Quoted text
— BEGIN —
Google Sheets integration summary

Stitch’s Google Sheets integration replicates data using the Google Sheets v4 AP1. Refer to the Schema section for a list of objects available for replication.

Stitch’s Google Sheets integration will generate tables containing data related to metadata and the individual sheets within a spreadsheet.

Note: There are a few limitations:

  • Currently, the Google Sheets integration replicates one spreadsheet at a time. To replicate another spreadsheet, you will need to create another Google Sheets integration in Stitch.
  • The IMPORTRANGE() function in Google Sheets isn’t currently supported. This integration identifies new and updated data using a spreadsheet’s last updated_at value, which the IMPORTRANGE() doesn’t update when used.
  • Spreadsheets from shared Team Drives aren’t currently supported. Permission and/or File Not Found errors will surface during extraction if you connect a spreadsheet from a shared Team Drive.

Google Sheets feature snapshot

A high-level look at Stitch's Google Sheets (v1) integration, including release status, useful links, and the features supported in Stitch.

STITCH
Release status

Beta

Supported by

Stitch

Stitch plan

Standard

API availability

Available

Singer GitHub repository

singer-io/tap-google-sheets

REPLICATION SETTINGS
Anchor Scheduling

Supported

Advanced Scheduling

Supported

Table-level reset

Unsupported

Configurable Replication Methods

Unsupported

DATA SELECTION
Table selection

Supported

Column selection

Supported

TRANSPARENCY
Extraction Logs

Supported

Loading Reports

Supported

Connecting Google Sheets

Google Sheets setup requirements

To set up Google Sheets in Stitch, you need:

  • A spreadsheet in your Google Drive (My Drive). Stitch’s Google Sheets integration doesn’t currently support replicating spreadsheets from shared Team Drives.

  • A header row with unique column values in the first row of every sheet you want to replicate. If there are multiple headers not in the first row, your worksheet data may not be replicated correctly. Headers that aren’t in the first row may be extracted as column data.

  • A full row of data in the second row of every sheet you want to replicate. Data must begin in the second row of the sheet. Values in this row may not be NULL or issues will arise during Extraction.

Step 1: Obtain your spreadsheet ID

  1. Go to Google Sheets and log into the Google account associated with the spreadsheet you are looking to integrate.
  2. Open the spreadsheet that you want to use in the integration.
  3. The Spreadsheet ID is within the URL to the webpage. In the image below, the portion of the URL within the blue box is the Spreadsheet ID. Keep this readily available to continue with the integration. Note: The file should be stored in My Drive and not a shared drive or you’ll receive a File Not Found error.
Google Sheets URL containing the Spreadsheet ID.

Step 2: Add Google Sheets as a Stitch data source

  1. Sign into your Stitch account.
  2. On the Stitch Dashboard page, click the Add Integration button.

  3. Click the Google Sheets icon.
— END —
Provided records
— BEGIN —
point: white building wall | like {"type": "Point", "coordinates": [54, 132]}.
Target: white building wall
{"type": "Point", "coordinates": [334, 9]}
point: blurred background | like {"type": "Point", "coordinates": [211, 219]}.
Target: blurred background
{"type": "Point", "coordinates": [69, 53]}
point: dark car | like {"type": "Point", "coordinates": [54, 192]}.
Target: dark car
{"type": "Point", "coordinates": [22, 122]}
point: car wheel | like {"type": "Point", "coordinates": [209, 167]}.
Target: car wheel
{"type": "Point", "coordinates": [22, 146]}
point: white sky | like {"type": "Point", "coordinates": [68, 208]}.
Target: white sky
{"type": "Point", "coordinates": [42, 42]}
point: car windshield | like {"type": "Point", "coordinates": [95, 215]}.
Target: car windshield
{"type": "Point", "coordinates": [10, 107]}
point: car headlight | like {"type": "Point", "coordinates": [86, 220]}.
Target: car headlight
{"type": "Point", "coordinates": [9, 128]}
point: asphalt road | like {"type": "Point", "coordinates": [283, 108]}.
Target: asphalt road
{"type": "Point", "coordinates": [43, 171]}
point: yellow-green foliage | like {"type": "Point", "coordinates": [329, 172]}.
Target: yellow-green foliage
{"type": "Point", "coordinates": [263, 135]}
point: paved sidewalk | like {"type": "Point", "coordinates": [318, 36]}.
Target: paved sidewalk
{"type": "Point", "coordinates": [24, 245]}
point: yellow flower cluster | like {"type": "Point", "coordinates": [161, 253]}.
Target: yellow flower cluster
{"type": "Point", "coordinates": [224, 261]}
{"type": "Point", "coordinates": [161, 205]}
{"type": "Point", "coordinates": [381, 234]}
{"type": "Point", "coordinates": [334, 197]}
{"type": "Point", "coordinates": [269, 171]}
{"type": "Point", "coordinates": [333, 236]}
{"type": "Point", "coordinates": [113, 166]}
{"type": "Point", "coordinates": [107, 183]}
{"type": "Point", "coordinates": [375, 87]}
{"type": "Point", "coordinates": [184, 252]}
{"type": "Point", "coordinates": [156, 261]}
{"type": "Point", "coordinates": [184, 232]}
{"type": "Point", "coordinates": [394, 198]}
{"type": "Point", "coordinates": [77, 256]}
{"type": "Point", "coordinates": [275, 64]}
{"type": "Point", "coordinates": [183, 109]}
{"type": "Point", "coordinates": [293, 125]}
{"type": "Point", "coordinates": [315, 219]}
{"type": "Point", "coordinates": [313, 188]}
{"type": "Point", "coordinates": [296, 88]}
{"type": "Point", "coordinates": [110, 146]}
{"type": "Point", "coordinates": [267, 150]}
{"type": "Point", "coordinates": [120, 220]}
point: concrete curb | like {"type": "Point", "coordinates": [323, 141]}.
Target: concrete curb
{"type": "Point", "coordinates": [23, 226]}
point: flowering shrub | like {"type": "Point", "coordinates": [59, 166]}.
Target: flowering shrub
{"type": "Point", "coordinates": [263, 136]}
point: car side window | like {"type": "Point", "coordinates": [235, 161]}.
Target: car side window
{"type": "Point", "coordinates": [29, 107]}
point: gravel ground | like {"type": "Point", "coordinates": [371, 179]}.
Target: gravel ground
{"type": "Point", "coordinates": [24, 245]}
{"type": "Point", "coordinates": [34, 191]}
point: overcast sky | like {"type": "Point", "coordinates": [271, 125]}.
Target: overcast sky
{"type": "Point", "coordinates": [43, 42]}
— END —
Problem to solve
Please say whether each statement agrees with the Stitch Google Sheets page, answering yes or no and quoting the deciding words.
1. The integration can replicate several spreadsheets at the same time.
2. Each sheet to be replicated needs a header row in its first row.
3. The IMPORTRANGE() function is supported by the integration.
The listing has nothing to do with the Stitch Google Sheets page.

Result for this task
1. No: "Currently, the Google Sheets integration replicates one spreadsheet at a time."
2. Yes: "A header row with unique column values in the first row of every sheet you want to replicate."
3. No: "The IMPORTRANGE() function in Google Sheets isn’t currently supported."